"""
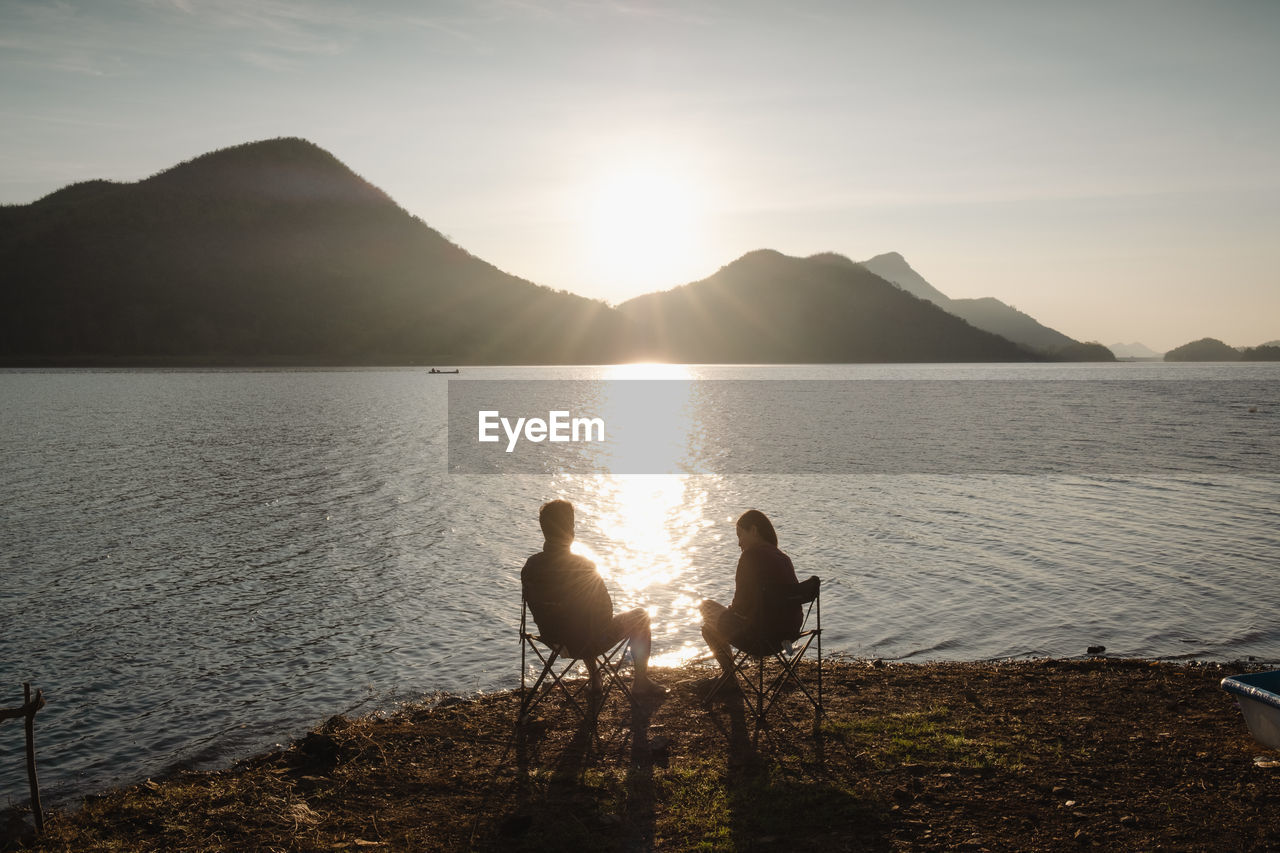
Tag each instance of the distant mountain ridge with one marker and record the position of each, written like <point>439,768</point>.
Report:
<point>275,252</point>
<point>1133,351</point>
<point>767,306</point>
<point>986,313</point>
<point>268,252</point>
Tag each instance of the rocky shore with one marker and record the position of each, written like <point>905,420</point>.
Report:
<point>1047,755</point>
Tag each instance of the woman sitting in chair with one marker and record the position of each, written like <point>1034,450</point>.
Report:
<point>753,623</point>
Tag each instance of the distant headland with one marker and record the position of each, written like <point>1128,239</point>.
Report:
<point>277,254</point>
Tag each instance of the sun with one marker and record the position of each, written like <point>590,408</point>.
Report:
<point>643,228</point>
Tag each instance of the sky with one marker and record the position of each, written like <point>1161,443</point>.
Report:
<point>1109,167</point>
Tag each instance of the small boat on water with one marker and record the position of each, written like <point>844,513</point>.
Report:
<point>1258,694</point>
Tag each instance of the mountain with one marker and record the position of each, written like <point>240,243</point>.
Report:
<point>268,252</point>
<point>1133,351</point>
<point>1203,350</point>
<point>984,313</point>
<point>769,308</point>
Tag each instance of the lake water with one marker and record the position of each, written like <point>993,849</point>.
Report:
<point>201,564</point>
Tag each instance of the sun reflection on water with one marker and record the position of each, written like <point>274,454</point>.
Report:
<point>645,534</point>
<point>644,530</point>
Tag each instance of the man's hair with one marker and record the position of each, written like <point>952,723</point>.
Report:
<point>557,520</point>
<point>762,524</point>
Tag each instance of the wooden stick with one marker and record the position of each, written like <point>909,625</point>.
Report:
<point>31,707</point>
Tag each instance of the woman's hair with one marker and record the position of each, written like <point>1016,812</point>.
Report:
<point>557,520</point>
<point>762,524</point>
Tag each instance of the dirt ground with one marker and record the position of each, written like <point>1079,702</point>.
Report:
"""
● OBJECTIVE: Copy all the rows above word for word, leaving out the pictures.

● WRITTEN ANSWER:
Tag each instance of the distant mountain ridge with one marker and record the position of each, written like <point>439,768</point>.
Report:
<point>275,252</point>
<point>1133,351</point>
<point>767,306</point>
<point>986,313</point>
<point>268,252</point>
Tag each instance of the rocky shore with one marker and record the position of each, written like <point>905,420</point>.
Report:
<point>1047,755</point>
Tag each instance of the woman sitting in chair with one marker and record the position of each, written like <point>1034,450</point>.
Report:
<point>753,623</point>
Tag each instance of the distant headland with one marker and record the position of each, written like <point>1128,239</point>.
Report:
<point>277,254</point>
Tag each instance of the sun with one marker and record the position of each, written like <point>590,408</point>.
Report:
<point>643,228</point>
Tag each instance of the sky with one marker and record the position of each, written like <point>1161,443</point>.
Report:
<point>1109,167</point>
Tag each instance of the small boat on water with one marker and record the position of each, written like <point>844,513</point>.
Report:
<point>1258,694</point>
Tag each instance of the mountain with one marker and record the position of each, written like <point>240,243</point>.
Report:
<point>268,252</point>
<point>1133,351</point>
<point>1203,350</point>
<point>984,313</point>
<point>769,308</point>
Tag each instance of the lake water with one marker and record the position of each, written like <point>993,849</point>.
Report:
<point>201,564</point>
Tag each instance of the sun reflection on water with one marker and record the position of each, written like <point>274,454</point>.
Report:
<point>645,534</point>
<point>644,530</point>
Tag each instance of the man's hair with one marker and record the position of each, written like <point>952,723</point>.
Report:
<point>557,520</point>
<point>762,524</point>
Tag each instance of the wooden stick with one marker and record the position of each, written like <point>909,625</point>.
Report:
<point>31,707</point>
Tag each instance of the woman's hair with one marker and record the position of each, written like <point>1016,812</point>.
Report:
<point>557,520</point>
<point>762,524</point>
Tag each instance of the dirt ground with one marker and record the position of each, written like <point>1079,702</point>.
Report:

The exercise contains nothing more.